JOB
Please rewrite the records from the line with "Mark one point on each instance of the car" to the line with "528), (1127, 303)]", replacing "Target" with "Object" and leaving everything else unchanged.

RECORDS TO PROCESS
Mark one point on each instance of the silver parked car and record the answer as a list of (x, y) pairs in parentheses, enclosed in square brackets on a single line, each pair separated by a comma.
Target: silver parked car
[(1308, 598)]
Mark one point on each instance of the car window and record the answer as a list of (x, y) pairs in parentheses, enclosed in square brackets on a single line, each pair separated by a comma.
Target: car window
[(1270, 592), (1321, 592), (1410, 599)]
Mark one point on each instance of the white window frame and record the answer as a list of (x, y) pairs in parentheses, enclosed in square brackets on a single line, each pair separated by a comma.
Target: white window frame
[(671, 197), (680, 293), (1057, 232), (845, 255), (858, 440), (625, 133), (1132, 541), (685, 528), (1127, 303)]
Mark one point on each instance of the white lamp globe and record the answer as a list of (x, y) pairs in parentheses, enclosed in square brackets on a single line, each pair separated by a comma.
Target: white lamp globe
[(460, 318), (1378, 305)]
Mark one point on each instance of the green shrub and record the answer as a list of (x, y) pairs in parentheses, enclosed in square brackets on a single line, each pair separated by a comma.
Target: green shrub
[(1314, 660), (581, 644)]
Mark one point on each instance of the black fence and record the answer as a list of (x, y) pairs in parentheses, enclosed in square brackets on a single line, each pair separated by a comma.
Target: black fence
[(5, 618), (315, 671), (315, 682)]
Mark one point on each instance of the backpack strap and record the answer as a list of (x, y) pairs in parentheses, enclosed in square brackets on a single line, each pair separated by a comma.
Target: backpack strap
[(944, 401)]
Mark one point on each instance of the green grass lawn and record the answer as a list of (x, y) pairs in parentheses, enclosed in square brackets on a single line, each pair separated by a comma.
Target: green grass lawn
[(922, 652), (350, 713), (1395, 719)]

RESPONSE FOR THIS EXERCISE
Mark one point on each instance of the car window and record the answer as a list of (x, y) pairs in parentheses, enclosed in square brackets on a single line, each pair separated by a comma.
Object: car window
[(1270, 592), (1321, 592), (1410, 599)]
Mark one point on each instance of the white window frame and record the answer as a list of (x, y) pairs in parentheses, enclosed in square brackets on a single line, each pair separated by a comma.
Object: white window frame
[(671, 197), (680, 293), (1057, 232), (845, 255), (858, 440), (625, 133), (1132, 541), (685, 528), (1127, 303)]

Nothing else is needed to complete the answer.